Report each line of the data that includes the word "below".

• _Dataset entries_
──────

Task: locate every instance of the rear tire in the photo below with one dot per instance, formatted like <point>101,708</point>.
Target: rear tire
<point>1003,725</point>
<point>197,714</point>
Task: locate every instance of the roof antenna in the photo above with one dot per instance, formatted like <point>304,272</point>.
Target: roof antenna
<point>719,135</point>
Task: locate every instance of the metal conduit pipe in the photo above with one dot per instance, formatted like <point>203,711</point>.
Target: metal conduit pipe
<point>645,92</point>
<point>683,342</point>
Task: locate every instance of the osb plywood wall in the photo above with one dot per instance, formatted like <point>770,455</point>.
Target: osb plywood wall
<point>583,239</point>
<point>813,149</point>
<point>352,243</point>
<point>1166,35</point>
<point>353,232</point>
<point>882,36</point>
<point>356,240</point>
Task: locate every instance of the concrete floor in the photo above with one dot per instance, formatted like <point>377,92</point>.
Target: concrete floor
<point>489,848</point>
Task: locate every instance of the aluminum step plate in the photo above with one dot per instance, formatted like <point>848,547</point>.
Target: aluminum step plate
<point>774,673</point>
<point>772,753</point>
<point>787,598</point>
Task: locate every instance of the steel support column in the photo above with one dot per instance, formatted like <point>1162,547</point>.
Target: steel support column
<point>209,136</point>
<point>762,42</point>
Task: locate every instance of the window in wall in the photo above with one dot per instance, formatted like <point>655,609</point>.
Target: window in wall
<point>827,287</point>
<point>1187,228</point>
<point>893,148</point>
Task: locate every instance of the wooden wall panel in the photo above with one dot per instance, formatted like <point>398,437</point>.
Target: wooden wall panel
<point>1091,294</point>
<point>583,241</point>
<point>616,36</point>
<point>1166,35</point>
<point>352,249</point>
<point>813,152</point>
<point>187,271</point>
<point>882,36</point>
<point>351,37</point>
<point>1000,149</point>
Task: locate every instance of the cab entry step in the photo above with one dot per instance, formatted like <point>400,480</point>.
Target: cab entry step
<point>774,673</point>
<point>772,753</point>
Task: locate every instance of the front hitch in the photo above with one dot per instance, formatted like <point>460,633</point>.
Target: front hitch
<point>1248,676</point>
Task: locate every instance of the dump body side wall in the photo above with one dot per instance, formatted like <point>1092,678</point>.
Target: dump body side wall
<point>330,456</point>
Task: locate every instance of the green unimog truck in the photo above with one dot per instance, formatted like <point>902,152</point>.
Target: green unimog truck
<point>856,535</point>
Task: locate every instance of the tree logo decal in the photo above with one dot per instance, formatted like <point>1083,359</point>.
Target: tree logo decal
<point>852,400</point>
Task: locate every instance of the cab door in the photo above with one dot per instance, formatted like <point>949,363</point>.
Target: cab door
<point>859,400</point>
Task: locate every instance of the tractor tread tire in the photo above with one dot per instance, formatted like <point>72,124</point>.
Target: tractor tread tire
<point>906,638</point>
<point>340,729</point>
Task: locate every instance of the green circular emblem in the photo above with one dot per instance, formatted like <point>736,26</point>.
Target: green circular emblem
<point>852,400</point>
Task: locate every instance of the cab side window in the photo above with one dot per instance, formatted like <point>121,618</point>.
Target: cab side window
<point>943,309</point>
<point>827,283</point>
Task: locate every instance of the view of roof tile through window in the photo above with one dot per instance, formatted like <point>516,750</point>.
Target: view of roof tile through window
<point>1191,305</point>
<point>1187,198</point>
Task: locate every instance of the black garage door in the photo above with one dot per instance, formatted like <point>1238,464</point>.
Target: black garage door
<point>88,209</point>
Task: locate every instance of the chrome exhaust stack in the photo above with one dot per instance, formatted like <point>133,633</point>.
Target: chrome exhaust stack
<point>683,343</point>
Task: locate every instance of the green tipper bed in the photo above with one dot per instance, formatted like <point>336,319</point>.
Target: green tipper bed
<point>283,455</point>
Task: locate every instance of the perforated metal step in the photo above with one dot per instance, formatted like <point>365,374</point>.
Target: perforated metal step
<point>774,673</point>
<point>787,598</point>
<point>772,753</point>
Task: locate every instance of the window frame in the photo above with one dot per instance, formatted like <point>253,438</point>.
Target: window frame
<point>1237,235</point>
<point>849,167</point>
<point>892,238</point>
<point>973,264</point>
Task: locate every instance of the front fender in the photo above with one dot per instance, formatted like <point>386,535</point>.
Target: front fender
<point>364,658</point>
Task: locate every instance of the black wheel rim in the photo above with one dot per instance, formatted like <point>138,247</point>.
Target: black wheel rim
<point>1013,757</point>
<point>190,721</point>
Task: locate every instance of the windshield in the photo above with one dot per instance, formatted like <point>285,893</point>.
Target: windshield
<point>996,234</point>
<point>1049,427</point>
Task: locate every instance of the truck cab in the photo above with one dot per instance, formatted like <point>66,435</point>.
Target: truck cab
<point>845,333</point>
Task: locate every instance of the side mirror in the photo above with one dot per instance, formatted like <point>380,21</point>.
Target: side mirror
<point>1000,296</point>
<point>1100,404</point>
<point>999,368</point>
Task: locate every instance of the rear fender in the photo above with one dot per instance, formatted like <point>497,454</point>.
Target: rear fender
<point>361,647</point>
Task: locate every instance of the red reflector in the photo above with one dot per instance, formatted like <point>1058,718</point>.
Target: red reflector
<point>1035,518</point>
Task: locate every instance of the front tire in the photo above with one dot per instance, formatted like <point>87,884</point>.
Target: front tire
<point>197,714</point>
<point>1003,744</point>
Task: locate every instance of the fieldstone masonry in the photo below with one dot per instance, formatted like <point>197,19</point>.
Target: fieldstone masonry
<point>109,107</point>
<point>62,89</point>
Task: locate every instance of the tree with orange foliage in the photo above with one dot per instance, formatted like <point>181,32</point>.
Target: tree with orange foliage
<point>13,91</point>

──────

• _Response for this exercise_
Task: locate every instance of the rear tire in the photo below with one dot per instance, formatted like <point>101,708</point>.
Task: locate every instance of the fieldstone masonry in the photo below with one dot per instance, formatted like <point>197,19</point>.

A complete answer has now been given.